STATED PROBLEM A: In the piece on turning a bad day into a good day, how often does the writer say the day is gone for good after waking up feeling ungrounded?

QUOTED TEXT:
—————

Turning a bad day into a good day

Do you ever have those days when you wake up and have a hunch that it will be a rough day? Perhaps you didn’t sleep well or are dreading the lengthy list of things you need to do. You’re tired, unmotivated, cranky, and all out of balance. Whenever I have those days, I often say that I don’t feel grounded. As you go about your day, no matter how hard you try to shake it off, it feels like you’re going about your day with two left feet. Whenever I wake up feeling like this, nine times out of ten, the day is gone for good. The only hope is to survive the day and prioritize getting a good night’s sleep, so tomorrow is better. However, every now and then, I do manage to salvage the day. Perhaps it’s dumb luck, but maybe there are a few things we can do in these moments.

Why do we have these days?

There are many reasons why we might have days where the universe seems to be conspiring against us, but here are a few of the more common ones I’ve experienced and seen.

  • Poor sleep. Either you didn’t sleep enough, or your sleep quality was poor. It could be due to stress, sleep conditions (e.g., lighting, temperature), caffeine intake, etc. Regardless, you didn’t sleep well or woke up during the wrong sleep cycle, and it is throwing you off.
  • Stress. You may have a lot of things on your mind or a lengthy to-do list, so your mind is overwhelmed with the volume of things to do. Rather than settling into the day, it feels pressured to jump into the day immediately. It could also be physical stress (e.g., too much physical exertion without enough rest, physical pains).

—————

DATA RECORDS:
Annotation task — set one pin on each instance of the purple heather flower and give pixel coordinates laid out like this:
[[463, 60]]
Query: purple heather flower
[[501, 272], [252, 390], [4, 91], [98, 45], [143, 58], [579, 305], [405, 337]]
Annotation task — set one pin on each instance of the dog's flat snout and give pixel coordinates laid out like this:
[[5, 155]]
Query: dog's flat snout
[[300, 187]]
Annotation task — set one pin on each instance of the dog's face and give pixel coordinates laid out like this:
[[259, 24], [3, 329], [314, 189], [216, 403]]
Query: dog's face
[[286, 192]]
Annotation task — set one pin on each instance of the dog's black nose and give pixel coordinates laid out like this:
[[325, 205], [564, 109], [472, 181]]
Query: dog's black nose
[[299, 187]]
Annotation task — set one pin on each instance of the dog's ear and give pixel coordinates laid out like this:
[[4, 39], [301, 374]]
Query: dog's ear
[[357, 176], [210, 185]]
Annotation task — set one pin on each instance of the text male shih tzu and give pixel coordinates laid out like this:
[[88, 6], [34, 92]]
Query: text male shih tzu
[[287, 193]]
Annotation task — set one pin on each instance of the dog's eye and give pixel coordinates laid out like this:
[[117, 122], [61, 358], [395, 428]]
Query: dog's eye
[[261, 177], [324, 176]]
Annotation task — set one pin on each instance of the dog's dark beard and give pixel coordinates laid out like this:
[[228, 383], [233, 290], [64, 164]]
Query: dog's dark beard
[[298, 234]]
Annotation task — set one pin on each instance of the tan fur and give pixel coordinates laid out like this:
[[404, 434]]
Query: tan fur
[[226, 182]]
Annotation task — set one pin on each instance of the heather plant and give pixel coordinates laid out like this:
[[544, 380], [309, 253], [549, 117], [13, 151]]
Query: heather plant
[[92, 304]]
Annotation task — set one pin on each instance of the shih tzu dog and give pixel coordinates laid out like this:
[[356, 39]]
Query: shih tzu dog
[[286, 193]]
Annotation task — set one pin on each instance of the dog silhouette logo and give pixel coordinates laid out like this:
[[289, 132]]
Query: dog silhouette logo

—————

STATED PROBLEM B: Format the part of the records that opens with their first line and closes with the line containing "305], [405, 337]]", both included, as a JSON list of strings with one string per line and blank lines left out.

REPLY A: Nine times out of ten.

REPLY B:
[
  "Annotation task — set one pin on each instance of the purple heather flower and give pixel coordinates laid out like this:",
  "[[463, 60]]",
  "Query: purple heather flower",
  "[[501, 272], [252, 390], [4, 91], [98, 45], [143, 58], [579, 305], [405, 337]]"
]